How many lines in the items below contain the string "bank"? Matching is case-sensitive, and the reply should be the number alone.

***** PROVIDED RECORDS *****

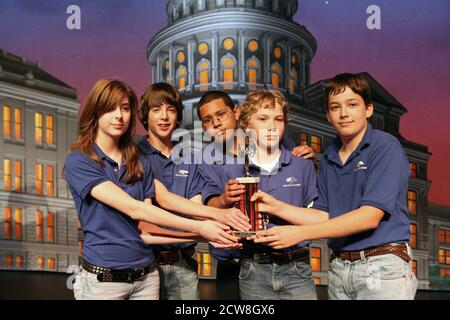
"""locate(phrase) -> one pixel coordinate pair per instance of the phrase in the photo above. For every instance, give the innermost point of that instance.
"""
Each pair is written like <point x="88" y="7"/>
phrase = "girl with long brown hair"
<point x="112" y="186"/>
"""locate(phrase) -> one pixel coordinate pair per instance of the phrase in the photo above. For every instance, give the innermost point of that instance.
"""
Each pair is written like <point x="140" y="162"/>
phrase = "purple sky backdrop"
<point x="409" y="56"/>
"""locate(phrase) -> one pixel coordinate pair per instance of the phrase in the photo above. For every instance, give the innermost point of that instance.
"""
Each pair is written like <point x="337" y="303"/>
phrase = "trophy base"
<point x="244" y="234"/>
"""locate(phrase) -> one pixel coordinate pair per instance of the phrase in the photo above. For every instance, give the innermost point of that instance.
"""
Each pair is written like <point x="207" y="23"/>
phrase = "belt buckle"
<point x="263" y="257"/>
<point x="139" y="272"/>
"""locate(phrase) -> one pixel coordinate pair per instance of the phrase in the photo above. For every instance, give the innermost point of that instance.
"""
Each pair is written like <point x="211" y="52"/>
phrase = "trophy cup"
<point x="248" y="207"/>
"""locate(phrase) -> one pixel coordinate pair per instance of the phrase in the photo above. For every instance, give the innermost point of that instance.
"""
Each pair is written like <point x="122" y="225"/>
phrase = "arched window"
<point x="228" y="64"/>
<point x="203" y="71"/>
<point x="181" y="77"/>
<point x="277" y="75"/>
<point x="293" y="79"/>
<point x="253" y="70"/>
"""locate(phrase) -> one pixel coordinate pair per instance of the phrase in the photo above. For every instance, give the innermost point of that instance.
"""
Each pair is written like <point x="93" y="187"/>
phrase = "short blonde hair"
<point x="255" y="99"/>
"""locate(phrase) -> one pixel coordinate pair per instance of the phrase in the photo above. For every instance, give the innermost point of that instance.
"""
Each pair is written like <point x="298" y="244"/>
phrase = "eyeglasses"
<point x="221" y="116"/>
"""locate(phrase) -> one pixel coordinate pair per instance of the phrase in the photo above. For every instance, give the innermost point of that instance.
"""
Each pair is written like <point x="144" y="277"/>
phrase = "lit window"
<point x="303" y="139"/>
<point x="413" y="169"/>
<point x="203" y="48"/>
<point x="293" y="80"/>
<point x="17" y="175"/>
<point x="39" y="226"/>
<point x="316" y="143"/>
<point x="252" y="71"/>
<point x="50" y="181"/>
<point x="228" y="72"/>
<point x="49" y="129"/>
<point x="180" y="57"/>
<point x="204" y="264"/>
<point x="277" y="52"/>
<point x="40" y="263"/>
<point x="19" y="262"/>
<point x="39" y="178"/>
<point x="38" y="127"/>
<point x="8" y="261"/>
<point x="6" y="122"/>
<point x="442" y="256"/>
<point x="294" y="59"/>
<point x="316" y="255"/>
<point x="412" y="202"/>
<point x="80" y="248"/>
<point x="441" y="235"/>
<point x="413" y="230"/>
<point x="18" y="223"/>
<point x="18" y="123"/>
<point x="253" y="45"/>
<point x="228" y="44"/>
<point x="8" y="223"/>
<point x="7" y="174"/>
<point x="181" y="77"/>
<point x="50" y="227"/>
<point x="203" y="69"/>
<point x="51" y="263"/>
<point x="276" y="75"/>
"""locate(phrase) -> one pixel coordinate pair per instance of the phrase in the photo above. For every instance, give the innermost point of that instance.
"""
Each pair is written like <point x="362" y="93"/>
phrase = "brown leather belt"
<point x="281" y="257"/>
<point x="400" y="250"/>
<point x="118" y="275"/>
<point x="173" y="256"/>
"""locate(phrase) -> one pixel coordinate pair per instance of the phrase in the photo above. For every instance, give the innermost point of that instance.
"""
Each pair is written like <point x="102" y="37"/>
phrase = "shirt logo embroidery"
<point x="360" y="166"/>
<point x="291" y="182"/>
<point x="182" y="173"/>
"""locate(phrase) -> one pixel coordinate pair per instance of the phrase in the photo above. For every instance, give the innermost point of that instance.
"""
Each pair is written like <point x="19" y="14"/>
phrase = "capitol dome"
<point x="232" y="46"/>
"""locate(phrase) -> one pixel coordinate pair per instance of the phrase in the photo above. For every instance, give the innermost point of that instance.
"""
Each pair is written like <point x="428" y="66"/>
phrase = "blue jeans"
<point x="382" y="277"/>
<point x="290" y="281"/>
<point x="179" y="280"/>
<point x="87" y="287"/>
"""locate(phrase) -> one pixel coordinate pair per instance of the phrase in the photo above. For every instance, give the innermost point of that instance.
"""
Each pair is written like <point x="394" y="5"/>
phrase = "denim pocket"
<point x="387" y="267"/>
<point x="302" y="269"/>
<point x="191" y="263"/>
<point x="246" y="267"/>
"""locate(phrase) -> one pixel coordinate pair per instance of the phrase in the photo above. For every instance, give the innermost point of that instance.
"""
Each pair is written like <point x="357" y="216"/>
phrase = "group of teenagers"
<point x="142" y="210"/>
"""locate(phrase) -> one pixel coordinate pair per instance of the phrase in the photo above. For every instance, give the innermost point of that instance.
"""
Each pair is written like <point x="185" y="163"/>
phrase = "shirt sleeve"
<point x="196" y="184"/>
<point x="149" y="184"/>
<point x="288" y="143"/>
<point x="83" y="173"/>
<point x="321" y="203"/>
<point x="210" y="177"/>
<point x="387" y="175"/>
<point x="310" y="183"/>
<point x="224" y="255"/>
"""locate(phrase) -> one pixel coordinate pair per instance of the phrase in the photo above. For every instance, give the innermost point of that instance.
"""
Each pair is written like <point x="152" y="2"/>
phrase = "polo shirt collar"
<point x="285" y="157"/>
<point x="332" y="153"/>
<point x="146" y="147"/>
<point x="149" y="149"/>
<point x="103" y="156"/>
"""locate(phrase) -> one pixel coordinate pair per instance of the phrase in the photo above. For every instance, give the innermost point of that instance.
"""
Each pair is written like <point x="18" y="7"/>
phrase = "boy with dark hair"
<point x="266" y="273"/>
<point x="363" y="183"/>
<point x="161" y="113"/>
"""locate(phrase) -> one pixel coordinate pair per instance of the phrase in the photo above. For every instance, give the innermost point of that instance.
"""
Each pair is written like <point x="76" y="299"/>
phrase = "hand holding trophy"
<point x="248" y="207"/>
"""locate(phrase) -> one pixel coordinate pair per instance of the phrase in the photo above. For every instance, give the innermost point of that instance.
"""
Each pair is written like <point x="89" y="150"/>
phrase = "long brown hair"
<point x="103" y="98"/>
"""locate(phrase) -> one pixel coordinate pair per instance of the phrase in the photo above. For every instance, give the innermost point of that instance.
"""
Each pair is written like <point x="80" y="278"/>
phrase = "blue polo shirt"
<point x="179" y="178"/>
<point x="111" y="238"/>
<point x="376" y="174"/>
<point x="293" y="182"/>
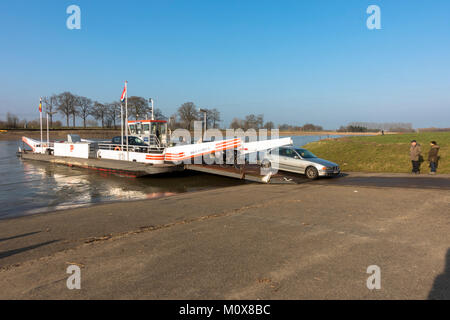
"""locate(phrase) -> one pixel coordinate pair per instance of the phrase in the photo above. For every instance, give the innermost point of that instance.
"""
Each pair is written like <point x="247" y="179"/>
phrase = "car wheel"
<point x="312" y="173"/>
<point x="266" y="164"/>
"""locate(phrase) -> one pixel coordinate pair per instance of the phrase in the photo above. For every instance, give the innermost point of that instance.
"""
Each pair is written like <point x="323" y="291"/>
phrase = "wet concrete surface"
<point x="314" y="240"/>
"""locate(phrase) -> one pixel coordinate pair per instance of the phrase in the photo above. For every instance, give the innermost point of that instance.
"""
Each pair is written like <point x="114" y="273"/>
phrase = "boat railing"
<point x="131" y="148"/>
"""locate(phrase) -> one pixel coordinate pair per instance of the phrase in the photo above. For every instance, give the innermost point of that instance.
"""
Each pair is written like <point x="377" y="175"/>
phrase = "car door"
<point x="291" y="161"/>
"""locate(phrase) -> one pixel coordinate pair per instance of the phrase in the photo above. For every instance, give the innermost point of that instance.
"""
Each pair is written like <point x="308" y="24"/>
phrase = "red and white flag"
<point x="124" y="93"/>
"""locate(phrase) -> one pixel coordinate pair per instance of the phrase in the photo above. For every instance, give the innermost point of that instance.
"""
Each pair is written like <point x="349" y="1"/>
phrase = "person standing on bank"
<point x="433" y="157"/>
<point x="415" y="156"/>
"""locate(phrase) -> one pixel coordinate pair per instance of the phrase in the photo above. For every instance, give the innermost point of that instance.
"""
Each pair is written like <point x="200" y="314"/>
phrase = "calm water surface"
<point x="29" y="187"/>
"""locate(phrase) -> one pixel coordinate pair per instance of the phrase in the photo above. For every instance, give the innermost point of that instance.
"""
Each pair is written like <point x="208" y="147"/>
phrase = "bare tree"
<point x="159" y="115"/>
<point x="237" y="124"/>
<point x="84" y="108"/>
<point x="112" y="113"/>
<point x="188" y="113"/>
<point x="138" y="107"/>
<point x="99" y="112"/>
<point x="11" y="121"/>
<point x="50" y="102"/>
<point x="214" y="117"/>
<point x="66" y="104"/>
<point x="269" y="125"/>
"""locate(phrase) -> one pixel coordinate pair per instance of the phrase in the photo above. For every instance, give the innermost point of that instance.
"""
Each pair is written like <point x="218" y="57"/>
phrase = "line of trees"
<point x="376" y="127"/>
<point x="72" y="106"/>
<point x="188" y="112"/>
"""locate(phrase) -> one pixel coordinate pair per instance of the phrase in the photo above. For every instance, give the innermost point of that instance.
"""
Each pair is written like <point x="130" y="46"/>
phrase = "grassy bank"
<point x="59" y="134"/>
<point x="389" y="153"/>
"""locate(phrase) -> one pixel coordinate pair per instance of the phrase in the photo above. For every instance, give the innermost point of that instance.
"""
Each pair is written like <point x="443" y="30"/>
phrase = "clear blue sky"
<point x="294" y="61"/>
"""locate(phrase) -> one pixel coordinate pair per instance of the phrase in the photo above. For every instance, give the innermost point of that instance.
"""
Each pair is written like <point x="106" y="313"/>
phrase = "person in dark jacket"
<point x="415" y="156"/>
<point x="433" y="156"/>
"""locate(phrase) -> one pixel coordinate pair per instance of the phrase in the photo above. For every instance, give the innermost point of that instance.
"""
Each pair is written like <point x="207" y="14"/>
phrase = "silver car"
<point x="298" y="160"/>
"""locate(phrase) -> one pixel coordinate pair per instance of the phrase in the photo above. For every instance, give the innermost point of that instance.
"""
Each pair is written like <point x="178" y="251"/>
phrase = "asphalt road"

*****

■ **REPLY**: 2